Crossing the Atlantic Ocean. Alone. By Stand-Up-Paddleboard

(zeroemissions.eu)

27 points | by gnabgib 6 days ago ago

49 comments

  • roxolotl 2 days ago

    More power to him and I hope he makes it but ambitious action against climate change this is not. Under no circumstances will modified paddleboards become standard modes of transportation nor will anyone with the ability to make change look at this as something other than a rich dude risking their life.

    • willvarfar 2 days ago

      The whole project is a series of neat stunts that bring publicity to the cause. They also make documentaries.

      • colechristensen 2 days ago

        Climate change doesn't need any more publicity, everybody is aware whether or not they align, everybody is aware.

      • wtbdbrrr 2 days ago

        a team building exercise, basically. how nice

  • barney54 2 days ago

    I don't quite understand this. I guess the point is to do a stunt, but it also shows how useful carbon dioxide emissions are. You can cross the Atlantic in 100 days with zero emissions or a few hours with carbon dioxide emissions...

    • MalbertKerman 2 days ago

      > 100 days with zero emissions

      By my back of the envelope math, burning 600000 kcal should produce couple hundred kg of CO2. You could also make that crossing in less than a third of the time under sail, with about a third of the daily calorie consumption, for maybe a tenth of the CO2 output.

    • throw83939449 2 days ago

      Zero? Human exhales like 2kg of CO2 every day. That is just 200kg of CO2 emmisions from existing!

      > Preparations for this special challenge have been ongoing for many months. However, for a project like this to come together, a lot of things have to fit together perfectly.

      Take all the people, time and energy spend on preparations! It is probably several tons of CO2! Very long list of sponsors!

      I refuse to believe, that super economy flight for $130 has higher CO2 emmisions than this stunt! It is like taking public transport!

      • dahart 2 days ago

        Human breath isn’t counted as fossil fuel emissions because the natural carbon cycle is a closed loop (all carbon we exhale came from our food and goes back to growing more food [1]), and also because humans don’t eat fossil fuels, of course. It’s the additional emissions from our fossil fuel burning machines that are causing climate change; we wouldn’t have CO2 driven climate change without the fossil fuel emissions, even if everyone was exercising. The fossil fuel emissions produce around 20x more CO2 than all humans breathing.

        Taking the 6000km flight produces an additional ~1 ton of CO2 per passenger. A 777 emits around 10000kg per hour, or something like 70,000 kg of CO2 for one flight from Portugal to French Guiana. That doesn’t count the people breathing on the flight, and it doesn’t make any sense to compare a 7 hour flight to a few people taking several months to plan and execute an extreme paddle board trip. It’s the rate of additional CO2 emissions that matter, not the total number.

        [1] https://www.mcgill.ca/oss/article/environment-quirky-science...

        • throw7484877 2 days ago

          Why we regulate agricultural CO2 emissions, if the food we eat is "closed loop"?

* _ROWS_:
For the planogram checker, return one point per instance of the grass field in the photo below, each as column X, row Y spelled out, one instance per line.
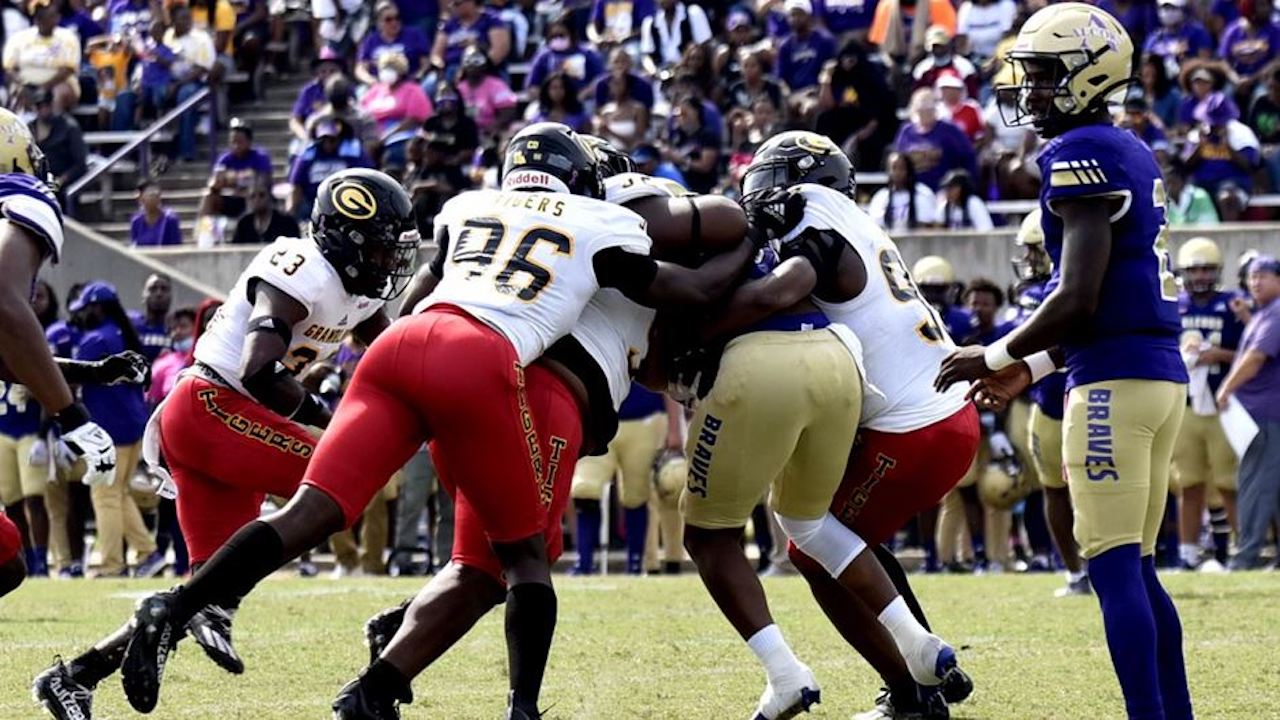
column 657, row 647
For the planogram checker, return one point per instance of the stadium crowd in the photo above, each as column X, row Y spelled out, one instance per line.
column 430, row 92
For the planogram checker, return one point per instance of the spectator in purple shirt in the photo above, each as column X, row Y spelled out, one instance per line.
column 470, row 24
column 935, row 146
column 236, row 173
column 1249, row 42
column 1255, row 381
column 1179, row 37
column 393, row 36
column 805, row 50
column 154, row 223
column 565, row 54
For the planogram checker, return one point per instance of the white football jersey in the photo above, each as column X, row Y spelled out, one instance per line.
column 903, row 338
column 521, row 261
column 613, row 329
column 295, row 267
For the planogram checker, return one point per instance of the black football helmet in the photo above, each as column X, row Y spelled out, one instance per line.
column 364, row 223
column 798, row 156
column 552, row 156
column 613, row 162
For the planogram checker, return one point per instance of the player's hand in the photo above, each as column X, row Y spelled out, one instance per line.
column 80, row 437
column 123, row 368
column 997, row 390
column 963, row 364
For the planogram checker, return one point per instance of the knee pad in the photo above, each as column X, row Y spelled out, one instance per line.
column 826, row 540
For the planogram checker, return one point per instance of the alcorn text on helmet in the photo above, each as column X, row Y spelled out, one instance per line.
column 1068, row 60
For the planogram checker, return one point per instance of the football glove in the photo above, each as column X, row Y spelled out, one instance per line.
column 80, row 437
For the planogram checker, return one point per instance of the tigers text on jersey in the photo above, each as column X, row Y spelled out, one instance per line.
column 615, row 331
column 903, row 338
column 1133, row 333
column 296, row 268
column 521, row 261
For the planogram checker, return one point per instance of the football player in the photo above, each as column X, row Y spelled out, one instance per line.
column 598, row 359
column 234, row 427
column 1205, row 464
column 1112, row 311
column 1033, row 268
column 913, row 442
column 519, row 268
column 31, row 232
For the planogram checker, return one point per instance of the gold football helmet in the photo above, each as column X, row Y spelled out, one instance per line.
column 1068, row 60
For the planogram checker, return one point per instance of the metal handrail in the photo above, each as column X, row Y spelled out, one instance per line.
column 144, row 136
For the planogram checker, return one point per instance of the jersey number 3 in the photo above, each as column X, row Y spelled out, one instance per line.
column 484, row 240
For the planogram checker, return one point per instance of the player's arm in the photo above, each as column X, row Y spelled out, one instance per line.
column 1086, row 251
column 654, row 283
column 268, row 337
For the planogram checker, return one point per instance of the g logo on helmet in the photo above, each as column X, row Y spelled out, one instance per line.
column 353, row 200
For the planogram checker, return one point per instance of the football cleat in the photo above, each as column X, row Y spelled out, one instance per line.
column 211, row 628
column 60, row 695
column 956, row 686
column 155, row 637
column 782, row 703
column 355, row 702
column 923, row 703
column 382, row 628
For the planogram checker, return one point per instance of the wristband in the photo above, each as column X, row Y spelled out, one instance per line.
column 1041, row 365
column 997, row 358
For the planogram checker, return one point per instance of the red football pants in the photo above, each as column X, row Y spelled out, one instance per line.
column 447, row 377
column 10, row 540
column 225, row 451
column 892, row 477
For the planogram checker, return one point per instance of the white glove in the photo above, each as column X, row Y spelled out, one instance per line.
column 83, row 438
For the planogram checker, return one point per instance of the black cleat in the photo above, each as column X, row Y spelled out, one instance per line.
column 60, row 695
column 382, row 628
column 956, row 686
column 211, row 629
column 154, row 638
column 355, row 702
column 924, row 703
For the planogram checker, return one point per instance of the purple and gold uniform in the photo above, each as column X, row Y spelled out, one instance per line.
column 1125, row 377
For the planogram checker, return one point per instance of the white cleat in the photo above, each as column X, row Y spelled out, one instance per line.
column 785, row 702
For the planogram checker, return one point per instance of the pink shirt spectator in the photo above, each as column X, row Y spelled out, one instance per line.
column 487, row 99
column 391, row 105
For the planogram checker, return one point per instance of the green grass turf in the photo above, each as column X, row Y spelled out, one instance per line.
column 657, row 647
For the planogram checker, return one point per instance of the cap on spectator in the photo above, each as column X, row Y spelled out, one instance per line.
column 1265, row 264
column 1216, row 109
column 936, row 35
column 327, row 55
column 949, row 80
column 803, row 5
column 644, row 154
column 96, row 291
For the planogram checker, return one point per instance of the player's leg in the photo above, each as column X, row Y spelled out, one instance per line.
column 638, row 443
column 1109, row 433
column 1169, row 628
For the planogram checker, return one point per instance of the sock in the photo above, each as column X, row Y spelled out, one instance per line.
column 530, row 627
column 900, row 583
column 1188, row 554
column 1221, row 528
column 252, row 554
column 1130, row 628
column 775, row 654
column 918, row 646
column 95, row 665
column 1169, row 647
column 588, row 533
column 383, row 679
column 638, row 529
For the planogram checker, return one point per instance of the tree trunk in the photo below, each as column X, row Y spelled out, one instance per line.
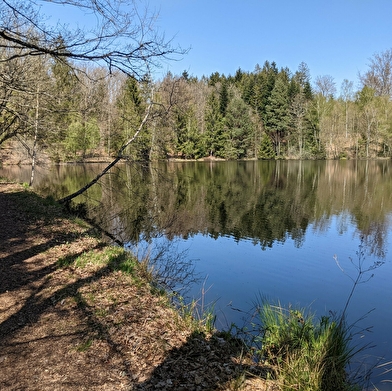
column 113, row 163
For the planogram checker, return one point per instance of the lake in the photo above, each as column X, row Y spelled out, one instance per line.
column 289, row 231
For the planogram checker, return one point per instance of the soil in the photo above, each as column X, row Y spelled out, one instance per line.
column 91, row 328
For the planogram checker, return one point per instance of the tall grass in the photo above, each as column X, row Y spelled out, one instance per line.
column 308, row 354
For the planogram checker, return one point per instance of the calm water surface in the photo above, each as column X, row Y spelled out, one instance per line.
column 289, row 231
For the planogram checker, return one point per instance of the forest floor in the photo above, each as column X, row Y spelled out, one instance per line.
column 64, row 327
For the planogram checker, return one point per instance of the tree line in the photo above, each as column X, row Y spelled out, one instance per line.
column 71, row 105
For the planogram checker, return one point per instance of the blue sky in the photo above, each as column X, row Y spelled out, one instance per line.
column 334, row 37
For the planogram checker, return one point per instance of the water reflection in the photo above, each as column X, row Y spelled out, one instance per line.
column 267, row 202
column 270, row 227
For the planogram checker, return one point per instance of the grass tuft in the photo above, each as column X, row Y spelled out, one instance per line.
column 308, row 354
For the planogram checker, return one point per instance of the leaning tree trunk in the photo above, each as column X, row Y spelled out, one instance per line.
column 113, row 163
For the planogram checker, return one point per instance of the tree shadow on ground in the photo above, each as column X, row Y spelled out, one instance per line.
column 57, row 332
column 218, row 362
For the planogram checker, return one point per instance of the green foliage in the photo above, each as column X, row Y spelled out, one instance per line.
column 307, row 354
column 82, row 137
column 266, row 150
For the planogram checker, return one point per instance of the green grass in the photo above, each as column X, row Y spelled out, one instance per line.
column 307, row 354
column 116, row 258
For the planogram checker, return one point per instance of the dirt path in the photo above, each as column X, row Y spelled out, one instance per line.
column 92, row 328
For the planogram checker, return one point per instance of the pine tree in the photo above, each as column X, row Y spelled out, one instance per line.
column 277, row 118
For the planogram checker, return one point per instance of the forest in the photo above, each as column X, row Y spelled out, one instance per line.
column 60, row 106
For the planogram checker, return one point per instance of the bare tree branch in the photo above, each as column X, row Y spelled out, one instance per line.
column 112, row 164
column 120, row 36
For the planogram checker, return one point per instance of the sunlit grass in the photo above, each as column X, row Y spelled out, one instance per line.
column 307, row 354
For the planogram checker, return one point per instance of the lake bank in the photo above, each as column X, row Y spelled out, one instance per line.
column 71, row 322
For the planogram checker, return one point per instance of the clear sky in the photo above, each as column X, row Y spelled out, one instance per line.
column 333, row 37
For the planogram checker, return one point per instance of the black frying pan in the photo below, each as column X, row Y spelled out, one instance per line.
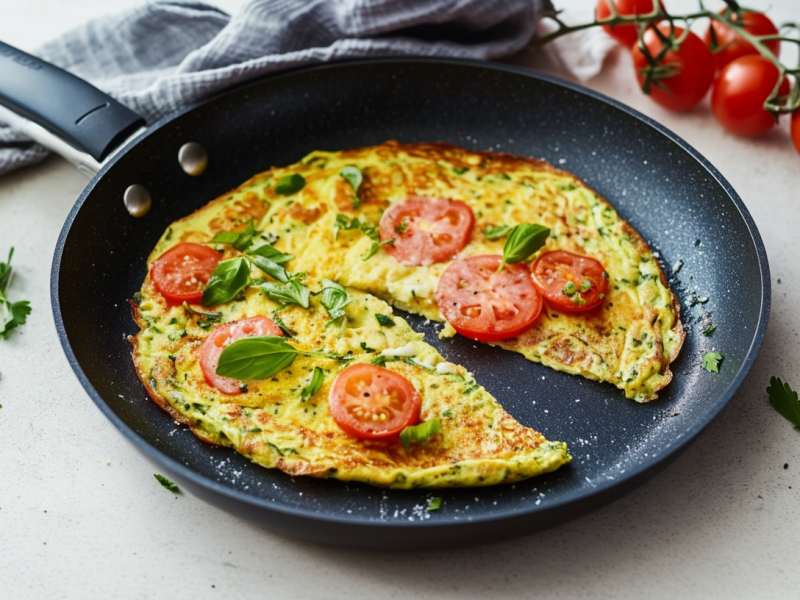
column 679, row 203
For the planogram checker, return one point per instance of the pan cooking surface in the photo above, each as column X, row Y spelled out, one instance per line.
column 705, row 239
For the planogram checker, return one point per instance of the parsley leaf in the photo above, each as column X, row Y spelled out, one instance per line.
column 354, row 178
column 291, row 184
column 711, row 362
column 11, row 314
column 317, row 377
column 784, row 399
column 420, row 433
column 172, row 487
column 495, row 233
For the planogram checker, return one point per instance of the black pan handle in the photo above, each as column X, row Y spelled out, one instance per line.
column 74, row 110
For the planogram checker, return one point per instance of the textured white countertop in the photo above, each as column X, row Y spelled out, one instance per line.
column 81, row 515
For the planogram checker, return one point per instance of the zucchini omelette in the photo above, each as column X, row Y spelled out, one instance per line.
column 267, row 325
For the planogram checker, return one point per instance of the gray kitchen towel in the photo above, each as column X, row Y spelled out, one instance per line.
column 163, row 55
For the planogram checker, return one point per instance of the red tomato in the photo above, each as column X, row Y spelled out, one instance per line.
column 426, row 230
column 730, row 46
column 181, row 273
column 796, row 130
column 371, row 402
column 220, row 338
column 739, row 94
column 485, row 305
column 624, row 34
column 553, row 272
column 694, row 67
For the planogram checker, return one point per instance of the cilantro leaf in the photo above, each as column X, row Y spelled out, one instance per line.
column 172, row 487
column 711, row 362
column 784, row 399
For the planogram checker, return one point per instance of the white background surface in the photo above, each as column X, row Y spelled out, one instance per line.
column 81, row 515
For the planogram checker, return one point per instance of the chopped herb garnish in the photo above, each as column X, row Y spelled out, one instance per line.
column 523, row 241
column 261, row 357
column 435, row 503
column 317, row 377
column 228, row 279
column 384, row 320
column 496, row 233
column 354, row 178
column 291, row 184
column 711, row 362
column 172, row 487
column 420, row 433
column 784, row 399
column 12, row 314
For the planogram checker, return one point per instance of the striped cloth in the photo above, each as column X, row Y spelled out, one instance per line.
column 163, row 55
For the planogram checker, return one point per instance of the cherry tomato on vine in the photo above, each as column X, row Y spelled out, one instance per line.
column 730, row 46
column 692, row 67
column 371, row 402
column 624, row 34
column 796, row 130
column 484, row 304
column 739, row 94
column 224, row 335
column 570, row 283
column 181, row 273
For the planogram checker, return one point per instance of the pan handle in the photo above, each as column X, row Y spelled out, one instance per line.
column 75, row 111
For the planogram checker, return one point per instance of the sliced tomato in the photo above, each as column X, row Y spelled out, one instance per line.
column 220, row 338
column 181, row 273
column 570, row 283
column 730, row 46
column 484, row 304
column 426, row 230
column 371, row 402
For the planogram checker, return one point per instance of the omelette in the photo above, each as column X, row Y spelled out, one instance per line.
column 253, row 278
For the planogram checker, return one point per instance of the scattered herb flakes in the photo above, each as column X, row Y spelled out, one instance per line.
column 784, row 399
column 384, row 320
column 172, row 487
column 435, row 503
column 711, row 362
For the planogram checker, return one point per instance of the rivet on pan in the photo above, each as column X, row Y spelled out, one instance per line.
column 137, row 200
column 193, row 158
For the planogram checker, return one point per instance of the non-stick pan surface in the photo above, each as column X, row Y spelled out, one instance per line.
column 707, row 243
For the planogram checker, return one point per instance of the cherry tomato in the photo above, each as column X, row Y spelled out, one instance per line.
column 426, row 230
column 370, row 402
column 693, row 63
column 730, row 46
column 484, row 304
column 739, row 94
column 570, row 283
column 181, row 273
column 796, row 130
column 624, row 34
column 220, row 338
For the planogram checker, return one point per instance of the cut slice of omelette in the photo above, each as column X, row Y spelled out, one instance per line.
column 629, row 341
column 273, row 424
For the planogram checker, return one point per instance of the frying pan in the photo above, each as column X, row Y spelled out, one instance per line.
column 699, row 228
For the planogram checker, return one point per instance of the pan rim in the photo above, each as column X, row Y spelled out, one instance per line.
column 601, row 488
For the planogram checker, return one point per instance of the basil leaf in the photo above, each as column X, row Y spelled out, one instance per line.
column 291, row 184
column 172, row 487
column 495, row 233
column 354, row 178
column 524, row 240
column 261, row 357
column 384, row 320
column 317, row 377
column 291, row 292
column 228, row 279
column 334, row 298
column 420, row 433
column 269, row 251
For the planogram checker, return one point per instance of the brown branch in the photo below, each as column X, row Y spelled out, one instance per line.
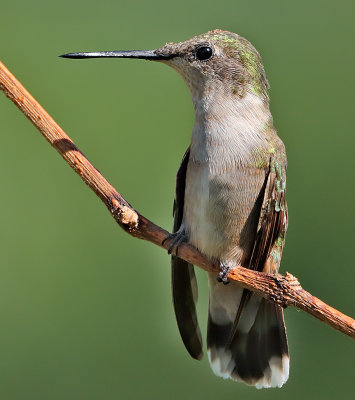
column 284, row 290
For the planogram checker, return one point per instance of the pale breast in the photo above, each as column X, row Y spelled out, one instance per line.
column 221, row 210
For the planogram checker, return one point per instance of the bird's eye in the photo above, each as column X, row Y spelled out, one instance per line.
column 204, row 53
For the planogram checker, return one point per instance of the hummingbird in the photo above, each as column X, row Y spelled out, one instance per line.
column 230, row 203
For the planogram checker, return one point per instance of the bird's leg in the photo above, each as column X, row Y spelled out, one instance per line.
column 176, row 238
column 223, row 275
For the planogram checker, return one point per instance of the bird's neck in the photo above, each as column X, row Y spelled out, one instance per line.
column 228, row 129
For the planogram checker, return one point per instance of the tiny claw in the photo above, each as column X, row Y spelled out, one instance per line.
column 223, row 275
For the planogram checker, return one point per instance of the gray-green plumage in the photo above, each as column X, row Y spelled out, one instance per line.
column 230, row 203
column 233, row 209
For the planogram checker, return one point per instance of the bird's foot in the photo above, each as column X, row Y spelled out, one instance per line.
column 176, row 239
column 223, row 275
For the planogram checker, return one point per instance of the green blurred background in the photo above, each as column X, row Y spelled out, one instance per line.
column 85, row 309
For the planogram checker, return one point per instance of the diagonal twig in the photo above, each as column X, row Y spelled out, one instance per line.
column 283, row 290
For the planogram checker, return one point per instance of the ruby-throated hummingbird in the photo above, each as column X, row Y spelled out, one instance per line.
column 229, row 203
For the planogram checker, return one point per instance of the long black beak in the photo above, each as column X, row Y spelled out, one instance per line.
column 141, row 54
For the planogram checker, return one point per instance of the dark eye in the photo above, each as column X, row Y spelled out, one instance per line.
column 204, row 53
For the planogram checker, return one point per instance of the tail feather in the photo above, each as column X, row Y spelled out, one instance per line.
column 254, row 350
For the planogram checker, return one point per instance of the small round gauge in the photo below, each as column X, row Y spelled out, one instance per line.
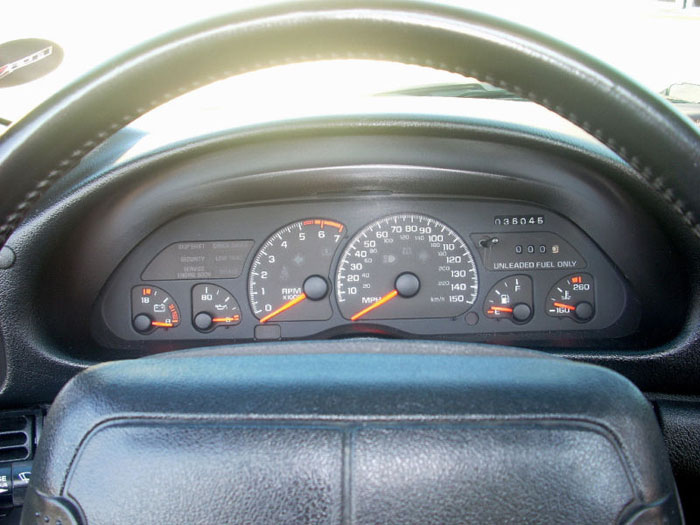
column 289, row 277
column 572, row 297
column 510, row 298
column 406, row 266
column 151, row 308
column 213, row 306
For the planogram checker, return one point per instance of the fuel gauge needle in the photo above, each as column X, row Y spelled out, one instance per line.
column 286, row 306
column 388, row 297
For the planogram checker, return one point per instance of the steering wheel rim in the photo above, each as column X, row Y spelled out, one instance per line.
column 661, row 144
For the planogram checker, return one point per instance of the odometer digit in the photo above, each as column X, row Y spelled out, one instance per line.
column 406, row 266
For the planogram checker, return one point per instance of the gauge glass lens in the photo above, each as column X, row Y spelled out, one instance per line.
column 153, row 307
column 572, row 297
column 406, row 266
column 290, row 275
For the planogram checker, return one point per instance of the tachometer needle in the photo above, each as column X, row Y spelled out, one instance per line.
column 388, row 297
column 286, row 306
column 565, row 306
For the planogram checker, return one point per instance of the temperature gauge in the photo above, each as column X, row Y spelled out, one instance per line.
column 152, row 308
column 510, row 298
column 572, row 297
column 213, row 306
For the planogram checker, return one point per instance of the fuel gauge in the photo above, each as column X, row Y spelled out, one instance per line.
column 572, row 297
column 152, row 308
column 510, row 298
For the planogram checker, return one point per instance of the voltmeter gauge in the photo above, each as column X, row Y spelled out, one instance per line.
column 572, row 297
column 510, row 298
column 213, row 306
column 152, row 308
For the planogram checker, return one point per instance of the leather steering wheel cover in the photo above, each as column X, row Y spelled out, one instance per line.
column 662, row 145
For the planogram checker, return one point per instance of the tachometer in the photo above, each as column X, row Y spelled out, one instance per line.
column 289, row 277
column 406, row 266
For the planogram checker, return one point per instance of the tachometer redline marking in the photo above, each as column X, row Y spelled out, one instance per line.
column 284, row 307
column 388, row 297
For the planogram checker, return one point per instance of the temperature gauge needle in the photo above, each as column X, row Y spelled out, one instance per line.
column 388, row 297
column 565, row 306
column 286, row 306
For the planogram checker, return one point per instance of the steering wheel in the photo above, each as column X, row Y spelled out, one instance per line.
column 662, row 146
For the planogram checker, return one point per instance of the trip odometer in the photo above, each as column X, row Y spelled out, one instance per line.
column 406, row 266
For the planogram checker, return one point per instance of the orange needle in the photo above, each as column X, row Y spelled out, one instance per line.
column 226, row 319
column 388, row 297
column 164, row 325
column 566, row 306
column 500, row 309
column 284, row 307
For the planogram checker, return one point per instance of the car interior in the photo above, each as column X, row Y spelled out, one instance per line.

* _STATED PROBLEM 1_:
Decide whether each statement agrees with the paddleboard crossing thread, answering yes or no and quoting the deciding words of the thread: (a) One commenter estimates that a 777 emits around 10000 kg of CO2 per hour. (b) One commenter claims a human exhales about 5 kg of CO2 per day. (c) One commenter says the crossing could be made under sail in less than a third of the time.
* _STATED PROBLEM 2_:
Proceed with the paddleboard crossing thread, picking up after its final comment.
The data bear no relation to the paddleboard crossing thread.

* _RIGHT ANSWER 1_:
(a) Yes: "A 777 emits around 10000kg per hour"
(b) No: "Human exhales like 2kg of CO2 every day."
(c) Yes: "You could also make that crossing in less than a third of the time under sail"

* _RIGHT ANSWER 2_:
          I would say it takes a lot of fossil fuels to feed humans!!!

          But I will keep this link, next time someone says I should eat bugs!

          • dahart 2 days ago

            “Agricultural emissions” are coming from and regulated based on the machines involved, and animals, not really plants. We don’t require fossil fuels to feed humans, obviously, since humans didn’t use fossil fuels before a hundred or so years ago. We now have a system that happens to use unnecessary amounts of fossil fuels, and as always companies will externalize their impacts and and cut corners whenever possible. If we want to survive, it is looking more and more certain that we need to reduce fossil fuel based machine CO2 emissions.

            BTW the cows vs bugs thing is because raising the scale of cattle we have is also completely unnecessary, and cows emit methane, which is way worse than CO2 and why cattle does count as ag emissions and is a concern.

            Armchair climate science aside, it doesn’t actually matter where emissions are coming from, what matters is whether we can reduce them. We can’t really choose to stop breathing, and even if we did it cannot solve the problem we’ve created at all - human CO2 emissions is too small of a portion of total emissions. We can, however, choose to reduce fossil fuel and red meat consumption, and those things can make a real difference.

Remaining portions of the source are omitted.